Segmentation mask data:
=== Section Start ===

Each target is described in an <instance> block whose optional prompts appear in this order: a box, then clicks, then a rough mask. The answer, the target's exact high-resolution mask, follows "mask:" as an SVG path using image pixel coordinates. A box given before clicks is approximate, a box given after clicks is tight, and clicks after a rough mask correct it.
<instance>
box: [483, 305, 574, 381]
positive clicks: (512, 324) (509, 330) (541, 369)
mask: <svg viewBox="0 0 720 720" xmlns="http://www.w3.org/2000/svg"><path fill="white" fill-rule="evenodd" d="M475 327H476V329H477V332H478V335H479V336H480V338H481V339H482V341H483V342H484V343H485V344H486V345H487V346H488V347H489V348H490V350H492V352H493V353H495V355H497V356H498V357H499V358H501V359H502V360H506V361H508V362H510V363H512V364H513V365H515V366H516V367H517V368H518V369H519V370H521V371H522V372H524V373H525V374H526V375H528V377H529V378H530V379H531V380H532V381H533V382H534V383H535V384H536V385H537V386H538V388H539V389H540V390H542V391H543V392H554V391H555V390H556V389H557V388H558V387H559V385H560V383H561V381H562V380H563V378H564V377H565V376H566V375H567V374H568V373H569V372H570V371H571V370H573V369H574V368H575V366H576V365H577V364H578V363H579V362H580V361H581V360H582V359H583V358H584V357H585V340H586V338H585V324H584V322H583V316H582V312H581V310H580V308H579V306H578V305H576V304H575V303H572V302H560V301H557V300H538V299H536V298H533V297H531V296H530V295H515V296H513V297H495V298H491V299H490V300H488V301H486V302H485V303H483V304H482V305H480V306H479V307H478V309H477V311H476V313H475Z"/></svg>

=== Section End ===

• [Your goal] Write out every line of the data above without any changes.

• [Final answer]
Each target is described in an <instance> block whose optional prompts appear in this order: a box, then clicks, then a rough mask. The answer, the target's exact high-resolution mask, follows "mask:" as an SVG path using image pixel coordinates. A box given before clicks is approximate, a box given after clicks is tight, and clicks after a rough mask correct it.
<instance>
box: [483, 305, 574, 381]
positive clicks: (512, 324) (509, 330) (541, 369)
mask: <svg viewBox="0 0 720 720" xmlns="http://www.w3.org/2000/svg"><path fill="white" fill-rule="evenodd" d="M475 327H476V329H477V332H478V335H479V336H480V338H481V339H482V341H483V342H484V343H485V344H486V345H487V346H488V347H489V348H490V350H492V352H493V353H495V355H497V356H498V357H499V358H501V359H502V360H506V361H508V362H510V363H512V364H513V365H515V366H516V367H517V368H518V369H519V370H521V371H522V372H524V373H525V374H526V375H528V377H529V378H530V379H531V380H532V381H533V382H534V383H535V384H536V385H537V386H538V388H539V389H540V390H542V391H543V392H554V391H555V390H556V389H557V388H558V387H559V385H560V383H561V381H562V380H563V378H564V377H565V376H566V375H567V374H568V373H569V372H570V371H571V370H573V369H574V368H575V366H576V365H577V364H578V363H579V362H580V361H581V360H582V359H583V358H584V357H585V340H586V338H585V324H584V322H583V316H582V312H581V310H580V308H579V306H578V305H576V304H575V303H572V302H560V301H557V300H538V299H536V298H533V297H531V296H530V295H515V296H513V297H495V298H491V299H490V300H488V301H486V302H485V303H483V304H482V305H480V306H479V307H478V309H477V311H476V313H475Z"/></svg>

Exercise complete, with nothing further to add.